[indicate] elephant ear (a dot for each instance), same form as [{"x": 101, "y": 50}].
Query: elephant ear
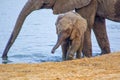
[{"x": 62, "y": 6}]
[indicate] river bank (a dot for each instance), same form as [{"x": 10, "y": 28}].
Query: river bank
[{"x": 105, "y": 67}]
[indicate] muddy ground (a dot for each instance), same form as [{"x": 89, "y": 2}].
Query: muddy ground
[{"x": 105, "y": 67}]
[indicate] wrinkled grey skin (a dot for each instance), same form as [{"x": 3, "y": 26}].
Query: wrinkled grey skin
[
  {"x": 95, "y": 11},
  {"x": 70, "y": 29}
]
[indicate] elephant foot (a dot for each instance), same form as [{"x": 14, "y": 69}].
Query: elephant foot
[
  {"x": 87, "y": 53},
  {"x": 4, "y": 59},
  {"x": 105, "y": 51},
  {"x": 70, "y": 57}
]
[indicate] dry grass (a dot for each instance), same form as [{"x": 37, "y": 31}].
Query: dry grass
[{"x": 106, "y": 67}]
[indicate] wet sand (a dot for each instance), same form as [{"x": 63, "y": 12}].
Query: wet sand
[{"x": 105, "y": 67}]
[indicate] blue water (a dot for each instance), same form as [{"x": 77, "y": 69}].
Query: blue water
[{"x": 38, "y": 35}]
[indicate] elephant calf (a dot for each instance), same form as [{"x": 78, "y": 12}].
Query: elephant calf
[{"x": 70, "y": 30}]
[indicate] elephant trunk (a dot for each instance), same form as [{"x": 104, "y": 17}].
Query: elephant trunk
[
  {"x": 61, "y": 38},
  {"x": 28, "y": 8}
]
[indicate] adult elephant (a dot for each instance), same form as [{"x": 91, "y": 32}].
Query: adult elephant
[{"x": 93, "y": 10}]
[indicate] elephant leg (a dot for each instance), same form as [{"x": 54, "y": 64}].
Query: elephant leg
[
  {"x": 64, "y": 47},
  {"x": 72, "y": 49},
  {"x": 87, "y": 48},
  {"x": 101, "y": 34},
  {"x": 79, "y": 51},
  {"x": 88, "y": 13}
]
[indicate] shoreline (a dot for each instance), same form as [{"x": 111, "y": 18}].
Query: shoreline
[{"x": 105, "y": 67}]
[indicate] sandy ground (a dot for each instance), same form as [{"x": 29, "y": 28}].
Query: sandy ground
[{"x": 105, "y": 67}]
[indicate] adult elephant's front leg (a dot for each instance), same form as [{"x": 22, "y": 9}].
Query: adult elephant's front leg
[
  {"x": 87, "y": 47},
  {"x": 101, "y": 34}
]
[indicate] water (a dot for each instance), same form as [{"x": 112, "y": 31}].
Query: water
[{"x": 38, "y": 35}]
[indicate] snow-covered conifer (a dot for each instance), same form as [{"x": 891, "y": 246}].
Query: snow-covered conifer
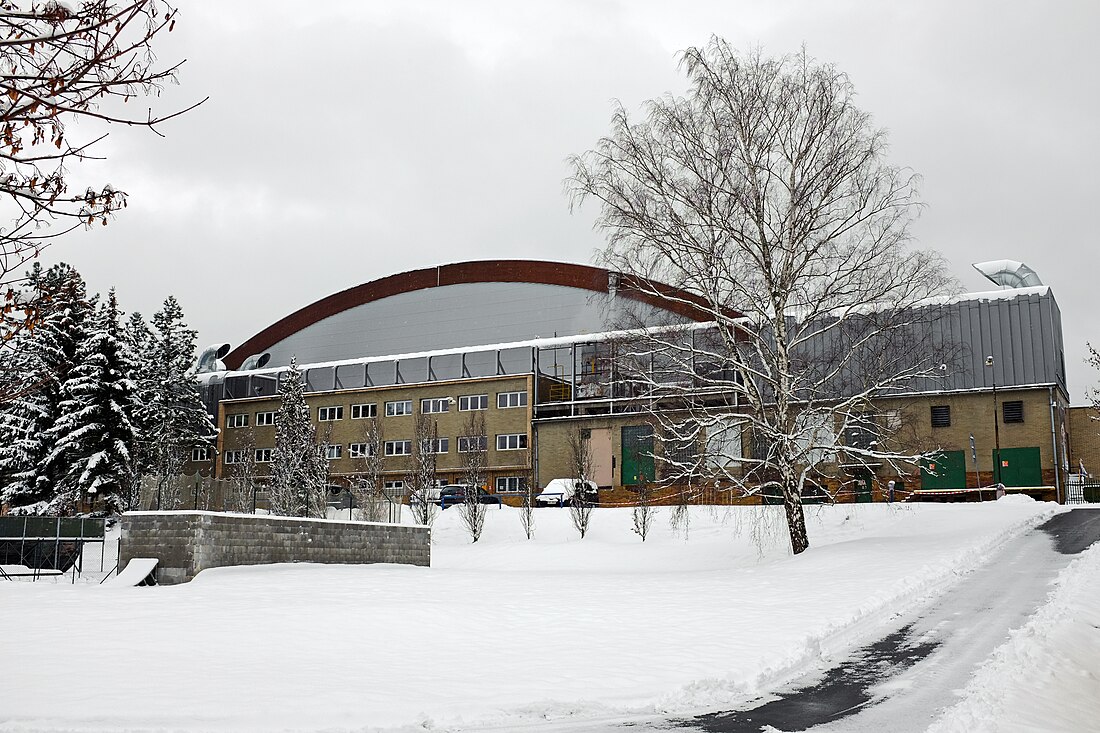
--------------------------------------------------
Exercise description> Rewrite all of the data above, substituting "one point per occurrence" for every occurrence of "a dot for each instance" and leaving everything else unchanged. Omit the pictures from your answer.

The solution>
[indicate] elephant ear (one point per occurrence), same form as [{"x": 101, "y": 50}].
Query: elephant ear
[{"x": 62, "y": 6}]
[indicate] river bank (one point per occurrence), same form as [{"x": 10, "y": 28}].
Query: river bank
[{"x": 105, "y": 67}]
[indicate] muddy ground (one point per occurrence), same form as [{"x": 89, "y": 2}].
Query: muddy ground
[{"x": 105, "y": 67}]
[indicate] wrinkled grey skin (one point per occurrence), same form as [{"x": 3, "y": 26}].
Query: wrinkled grey skin
[
  {"x": 95, "y": 11},
  {"x": 70, "y": 29}
]
[indicate] elephant foot (one point per occurrence), same form as [{"x": 14, "y": 69}].
Query: elephant foot
[
  {"x": 87, "y": 53},
  {"x": 4, "y": 59},
  {"x": 105, "y": 51},
  {"x": 70, "y": 57}
]
[indicate] dry grass (one point per occurrence), same form as [{"x": 37, "y": 31}].
Query: dry grass
[{"x": 106, "y": 67}]
[indicate] wet sand (one point per occurrence), same form as [{"x": 63, "y": 12}].
Query: wet sand
[{"x": 105, "y": 67}]
[indicate] blue water (one point per occurrence), same form as [{"x": 77, "y": 69}].
Query: blue water
[{"x": 38, "y": 35}]
[indicate] elephant calf (one point per occurrence), same form as [{"x": 78, "y": 12}].
Query: elephant calf
[{"x": 70, "y": 30}]
[indicate] elephant trunk (one point per occurrence), same form as [{"x": 104, "y": 17}].
Query: elephant trunk
[
  {"x": 61, "y": 38},
  {"x": 28, "y": 8}
]
[indicate] adult elephant (one point per occurrence), same form as [{"x": 91, "y": 32}].
Query: adult elephant
[{"x": 93, "y": 10}]
[indicate] elephant leg (one point per occurrence), same form as [{"x": 54, "y": 64}].
Query: elephant leg
[
  {"x": 64, "y": 47},
  {"x": 72, "y": 49},
  {"x": 87, "y": 48},
  {"x": 101, "y": 34},
  {"x": 79, "y": 51},
  {"x": 88, "y": 13}
]
[indicate] shoreline (one point per occurrence), same form as [{"x": 111, "y": 18}].
Query: shoreline
[{"x": 105, "y": 67}]
[indicate] sandy ground (one point per occurrence), same form as [{"x": 29, "y": 28}].
Query: sandy ground
[{"x": 105, "y": 67}]
[indicate] adult elephant's front leg (one point per occurrence), same form as [{"x": 22, "y": 9}].
Query: adult elephant's front leg
[
  {"x": 87, "y": 47},
  {"x": 101, "y": 34}
]
[indicate] water (one point per occurrence), same form as [{"x": 112, "y": 31}].
Query: water
[{"x": 38, "y": 35}]
[indicate] snow-covered conifer (one point per occurrence), same form as [{"x": 891, "y": 246}].
Query: snow-covered conifer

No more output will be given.